Pull out every line below that holds the word "plant".

## [ENTRIES SUPPLIED]

[Start of Attachment]

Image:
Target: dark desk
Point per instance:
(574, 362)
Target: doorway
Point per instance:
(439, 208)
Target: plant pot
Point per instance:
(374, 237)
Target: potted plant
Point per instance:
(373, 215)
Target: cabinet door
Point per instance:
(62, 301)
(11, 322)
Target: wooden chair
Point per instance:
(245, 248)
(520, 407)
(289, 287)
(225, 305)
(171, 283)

[End of Attachment]
[Start of Attachment]

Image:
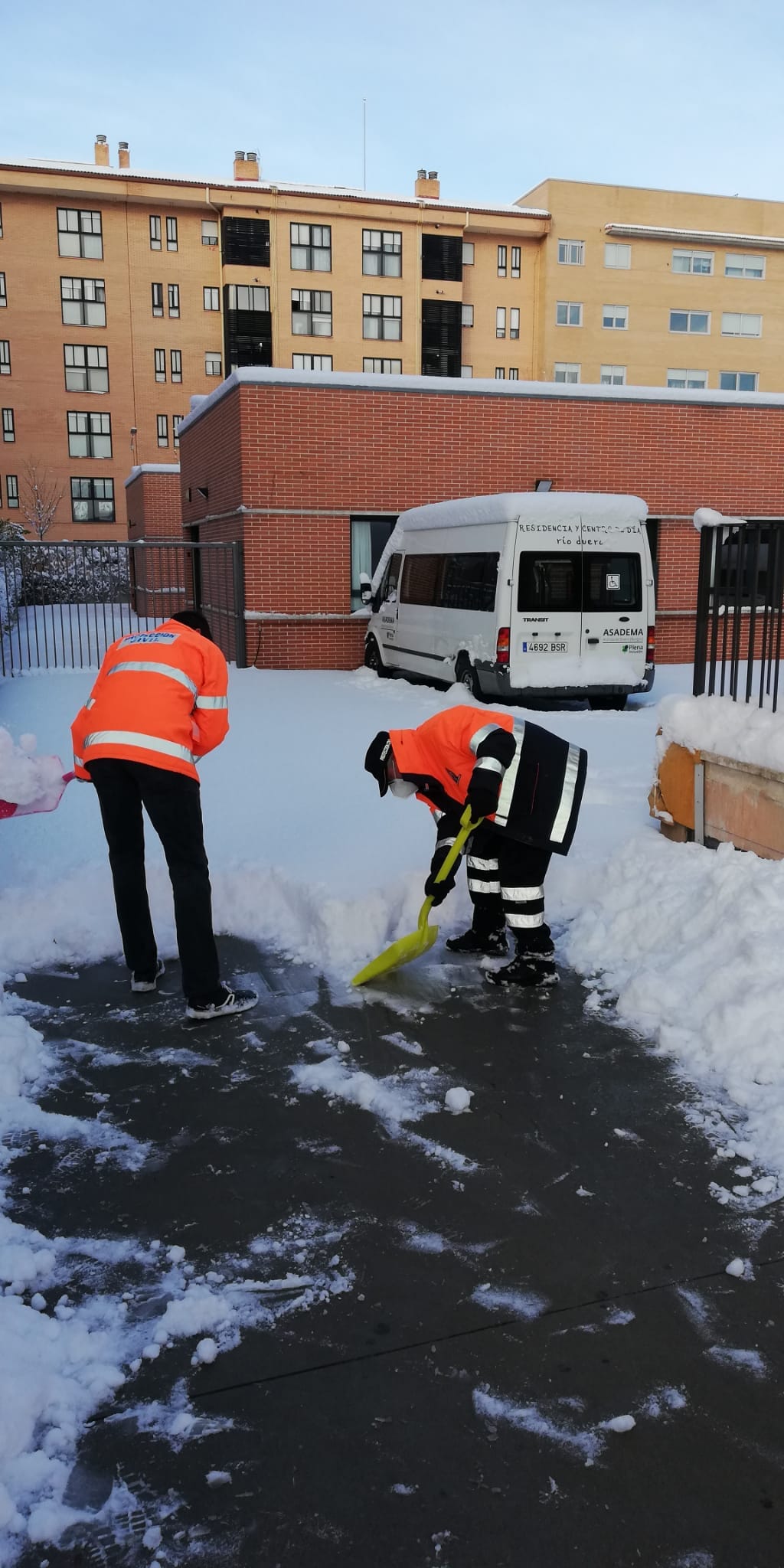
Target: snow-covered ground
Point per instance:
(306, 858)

[End of Attachment]

## [WRITTEN REPLY]
Target: plant pot
Target: potted plant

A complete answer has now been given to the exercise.